Another instance, in the next generation, involves Jacob and his older brother Esau, sons of Isaac by Rebecca.  She conspires with Jacob to wrest Esau’s blessing from his blind and dying father. Scholars suggest that the clever theft of Esau’s birthright represents a shift in custom from ultimogeniture to primogeniture, that is, whether the youngest or oldest son inherits. Who gets to inherit is the question, and in a nomadic culture of scarcity, inheritance is not split, but designated entire, so as to keep the assets pooled, to prosper the family’s future.

The background helps us, as we hear of the contention among Jacob’s twelve sons, by their various mothers. Family dynamics reverberate through generations.  Joseph is the youngest son, and his mother Rachel is the favored wife, Jacob’s first love and first cousin. Marriage between cousins kept the assets pooled within the larger tribe. Reuben is Jacob’s eldest son, by Leah, Rachel’s older sister. It was their father Laban who tricked Jacob into marrying Leah first, as was the custom. As she was veiled, Jacob assumed it was Rachel. Only after Leah bore Reuben did Laban grant Rachel to his nephew Jacob. If anyone had reason to resent Joseph, it was Reuben. The other ten sons were Jacob’s by Leah and Rachel’s servants, Bilhah and Zilpah, all according to custom.

We know the story because of Joseph’s technicolor dreamcoat, made famous on Broadway and here at Trinity School last year. It’s a story of surprising grace, despite betrayal. The brothers conspire to kill Joseph, when he comes out to their grazing camp. Reuben convinces them to sell him into service to Midianite traders instead, so to save his life. Not only are they stepbrothers, but they are also first cousins. And that’s how Joseph ends up in Egypt.

The psalm gives us the outcome of the story. Because Joseph has the gift of dream interpretation, he ends up serving in pharoah’s household, where he eventually becomes vizier, or chief steward. Severe famine in Israel sends Jacob’s sons begging to pharoah, and their audience is with their younger brother, unrecognizable after so many years. Eventually, Joseph makes himself known to them, at which point they are doubly fearful, for past perfidy and present present emergency. But Joseph forgives and absolves them, saying, what you meant for ill, God used for good. The psalmist’s point is that God’s purpose was not only to save Jacob’s line, but also to instruct the Egyptians in the power of the living God, the Holy One of Israel. Joseph functioned as what Christians would later call an apostle and evangelist, one sent with good news.

■ Given data
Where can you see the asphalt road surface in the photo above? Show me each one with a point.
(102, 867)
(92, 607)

■ Task goal
List every woman named in the passage about Jacob's family. Rely only on the passage for this work, not on any of the lines.

■ Answer to the exercise
Rebecca, Rachel, Leah, Bilhah, Zilpah